___ Listed entries ___

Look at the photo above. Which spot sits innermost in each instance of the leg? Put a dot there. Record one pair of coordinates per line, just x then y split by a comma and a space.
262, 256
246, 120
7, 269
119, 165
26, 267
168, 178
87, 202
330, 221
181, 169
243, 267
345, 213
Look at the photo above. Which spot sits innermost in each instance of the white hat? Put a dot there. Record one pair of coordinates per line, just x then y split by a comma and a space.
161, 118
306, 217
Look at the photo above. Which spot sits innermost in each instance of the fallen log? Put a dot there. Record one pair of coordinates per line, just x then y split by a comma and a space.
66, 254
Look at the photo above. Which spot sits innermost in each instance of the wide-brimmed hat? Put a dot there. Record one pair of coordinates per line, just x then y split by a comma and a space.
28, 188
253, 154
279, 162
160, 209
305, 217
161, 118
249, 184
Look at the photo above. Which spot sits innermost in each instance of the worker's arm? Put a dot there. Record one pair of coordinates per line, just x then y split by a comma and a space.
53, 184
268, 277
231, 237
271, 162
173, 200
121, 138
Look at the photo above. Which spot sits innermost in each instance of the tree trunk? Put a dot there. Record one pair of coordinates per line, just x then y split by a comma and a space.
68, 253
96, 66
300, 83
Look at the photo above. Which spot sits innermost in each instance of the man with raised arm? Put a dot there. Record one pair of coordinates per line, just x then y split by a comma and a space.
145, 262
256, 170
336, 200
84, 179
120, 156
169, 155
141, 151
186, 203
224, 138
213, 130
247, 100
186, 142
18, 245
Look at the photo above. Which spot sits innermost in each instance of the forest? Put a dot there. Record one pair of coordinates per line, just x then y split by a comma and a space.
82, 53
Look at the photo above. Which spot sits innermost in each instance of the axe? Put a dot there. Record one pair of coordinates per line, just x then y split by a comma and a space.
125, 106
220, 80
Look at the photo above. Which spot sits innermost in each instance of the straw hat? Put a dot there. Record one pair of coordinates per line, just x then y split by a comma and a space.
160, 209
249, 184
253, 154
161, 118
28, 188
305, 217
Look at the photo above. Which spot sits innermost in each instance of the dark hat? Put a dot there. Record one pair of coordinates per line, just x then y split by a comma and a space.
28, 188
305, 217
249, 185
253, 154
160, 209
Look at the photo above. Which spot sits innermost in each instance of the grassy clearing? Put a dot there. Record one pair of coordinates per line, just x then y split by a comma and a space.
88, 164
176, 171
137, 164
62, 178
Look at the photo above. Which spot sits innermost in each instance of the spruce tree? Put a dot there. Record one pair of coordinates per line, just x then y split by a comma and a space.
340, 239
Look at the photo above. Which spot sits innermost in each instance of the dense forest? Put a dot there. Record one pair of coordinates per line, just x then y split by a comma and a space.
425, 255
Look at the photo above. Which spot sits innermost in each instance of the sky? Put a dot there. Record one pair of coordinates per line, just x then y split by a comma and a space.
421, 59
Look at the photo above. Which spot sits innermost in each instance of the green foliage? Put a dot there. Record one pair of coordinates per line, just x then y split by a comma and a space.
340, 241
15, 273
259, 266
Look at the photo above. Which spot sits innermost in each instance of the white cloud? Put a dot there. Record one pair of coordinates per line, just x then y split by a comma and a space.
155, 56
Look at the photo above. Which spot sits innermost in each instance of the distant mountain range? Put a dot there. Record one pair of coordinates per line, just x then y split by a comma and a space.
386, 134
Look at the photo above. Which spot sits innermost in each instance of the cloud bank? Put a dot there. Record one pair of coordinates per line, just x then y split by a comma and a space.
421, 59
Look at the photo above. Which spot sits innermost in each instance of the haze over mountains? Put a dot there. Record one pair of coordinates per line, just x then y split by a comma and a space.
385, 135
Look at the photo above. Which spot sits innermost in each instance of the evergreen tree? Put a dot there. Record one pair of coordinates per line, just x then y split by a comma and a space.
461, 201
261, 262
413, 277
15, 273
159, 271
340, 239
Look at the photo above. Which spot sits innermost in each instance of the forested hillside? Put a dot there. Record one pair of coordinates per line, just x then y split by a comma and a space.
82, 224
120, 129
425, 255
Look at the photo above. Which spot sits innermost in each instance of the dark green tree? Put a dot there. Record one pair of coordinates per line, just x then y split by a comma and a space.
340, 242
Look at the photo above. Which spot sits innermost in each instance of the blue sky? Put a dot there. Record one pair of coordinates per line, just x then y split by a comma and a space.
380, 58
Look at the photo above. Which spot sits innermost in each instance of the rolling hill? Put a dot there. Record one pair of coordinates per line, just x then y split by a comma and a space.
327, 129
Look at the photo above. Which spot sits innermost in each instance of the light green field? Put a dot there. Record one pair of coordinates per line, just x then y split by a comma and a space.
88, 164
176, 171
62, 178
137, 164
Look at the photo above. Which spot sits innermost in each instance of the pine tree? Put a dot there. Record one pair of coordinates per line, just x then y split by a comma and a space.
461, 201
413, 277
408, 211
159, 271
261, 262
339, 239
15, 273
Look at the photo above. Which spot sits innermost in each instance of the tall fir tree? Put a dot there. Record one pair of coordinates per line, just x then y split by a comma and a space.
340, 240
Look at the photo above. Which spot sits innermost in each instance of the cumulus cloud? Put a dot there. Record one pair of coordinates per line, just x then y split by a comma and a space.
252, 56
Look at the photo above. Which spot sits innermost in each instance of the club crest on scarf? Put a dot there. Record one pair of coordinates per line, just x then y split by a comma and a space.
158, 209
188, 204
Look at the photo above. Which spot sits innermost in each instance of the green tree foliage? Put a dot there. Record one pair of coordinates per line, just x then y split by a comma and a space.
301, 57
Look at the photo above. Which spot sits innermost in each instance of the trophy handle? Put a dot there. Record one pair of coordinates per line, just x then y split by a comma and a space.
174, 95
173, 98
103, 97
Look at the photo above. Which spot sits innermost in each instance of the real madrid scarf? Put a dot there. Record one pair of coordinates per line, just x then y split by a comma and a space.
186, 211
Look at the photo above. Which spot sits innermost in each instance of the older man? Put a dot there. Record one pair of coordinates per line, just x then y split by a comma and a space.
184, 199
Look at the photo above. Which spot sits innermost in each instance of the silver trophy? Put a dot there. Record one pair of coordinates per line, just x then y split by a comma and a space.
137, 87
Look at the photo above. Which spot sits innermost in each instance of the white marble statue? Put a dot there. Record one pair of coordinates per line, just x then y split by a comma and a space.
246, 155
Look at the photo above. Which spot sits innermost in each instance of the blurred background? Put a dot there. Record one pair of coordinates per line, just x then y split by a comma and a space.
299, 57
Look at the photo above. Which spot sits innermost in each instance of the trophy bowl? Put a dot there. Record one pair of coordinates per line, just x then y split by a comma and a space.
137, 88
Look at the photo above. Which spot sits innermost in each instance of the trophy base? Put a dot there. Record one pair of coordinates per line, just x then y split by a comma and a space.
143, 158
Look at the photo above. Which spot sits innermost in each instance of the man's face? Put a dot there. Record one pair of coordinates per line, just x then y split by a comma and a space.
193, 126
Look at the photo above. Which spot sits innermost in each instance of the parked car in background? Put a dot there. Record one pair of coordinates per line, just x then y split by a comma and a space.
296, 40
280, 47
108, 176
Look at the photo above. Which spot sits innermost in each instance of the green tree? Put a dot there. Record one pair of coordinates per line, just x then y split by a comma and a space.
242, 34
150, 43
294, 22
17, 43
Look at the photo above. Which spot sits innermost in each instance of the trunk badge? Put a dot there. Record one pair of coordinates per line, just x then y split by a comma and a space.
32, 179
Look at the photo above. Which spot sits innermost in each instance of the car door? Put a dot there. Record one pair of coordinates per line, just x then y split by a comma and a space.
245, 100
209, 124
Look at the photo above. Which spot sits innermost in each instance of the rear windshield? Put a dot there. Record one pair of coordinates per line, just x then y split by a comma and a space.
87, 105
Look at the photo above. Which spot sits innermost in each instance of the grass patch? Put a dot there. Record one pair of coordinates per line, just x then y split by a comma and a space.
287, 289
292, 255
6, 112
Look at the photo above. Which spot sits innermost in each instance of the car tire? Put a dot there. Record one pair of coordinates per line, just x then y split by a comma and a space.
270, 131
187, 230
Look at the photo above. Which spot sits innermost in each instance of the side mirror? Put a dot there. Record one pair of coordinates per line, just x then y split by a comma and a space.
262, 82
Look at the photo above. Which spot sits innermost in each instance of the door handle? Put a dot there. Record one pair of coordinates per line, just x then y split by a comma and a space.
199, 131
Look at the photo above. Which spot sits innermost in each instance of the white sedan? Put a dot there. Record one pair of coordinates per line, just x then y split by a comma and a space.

___

Activity
Where the line containing "of the rear" appears, start copying, and go on exactly through the last line of the data.

Final answer
Look at the photo above. Which spot sits innermost in each instance of the rear windshield? Put a dot there. Record one pair of coordinates per line, just x then y split by a comma and a space.
87, 105
Look at the photo above. Which spot sits innermost in each instance of the grass patch? Put a dot there. Record one pair of coordinates per line, just x then y split by a comma and a space.
287, 289
292, 255
6, 112
Look at the photo above. Which spot sits innermost in each instance of the car tire? Put a dot there. Record one pair of coordinates per line, just x then y split by a comma and a space.
270, 131
187, 230
Look at the photo above. Which spot sits innermost in each instance of the side mirror? Put a dot there. Record one pair of coordinates per line, just x then y split by a comma and a space.
262, 82
Look at the photo above. Which spot sits innermost in each instance of the door handle? Put a dot there. Record one pair of coordinates per line, just x then y split by a comma and a space.
199, 131
Look at the photo above. Which spot sits innermost in each instance of the white sedan? Put a dot there. Record one pair of coordinates per line, just x then y split by a comma and a space.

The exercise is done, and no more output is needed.